TASK STATEMENT: Everything in the records below except the images should be output exactly as written.

DATA TO EXAMINE:
***
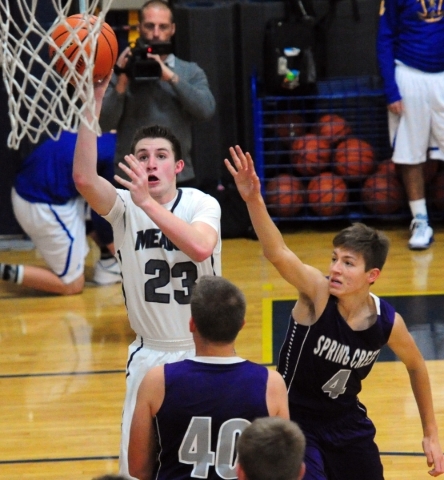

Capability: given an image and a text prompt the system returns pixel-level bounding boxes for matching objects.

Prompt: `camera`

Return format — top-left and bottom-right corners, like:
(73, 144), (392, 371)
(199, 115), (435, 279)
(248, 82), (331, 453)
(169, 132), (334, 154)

(127, 40), (173, 82)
***
ANSWER SPACE:
Capability: given an image and a text prompt the system returns pixel-level bounding boxes for matching objects.

Prompt: `camera`

Return format — top-left and bottom-right corners, like:
(73, 144), (392, 371)
(199, 115), (435, 279)
(248, 82), (331, 453)
(169, 132), (334, 154)

(127, 40), (173, 82)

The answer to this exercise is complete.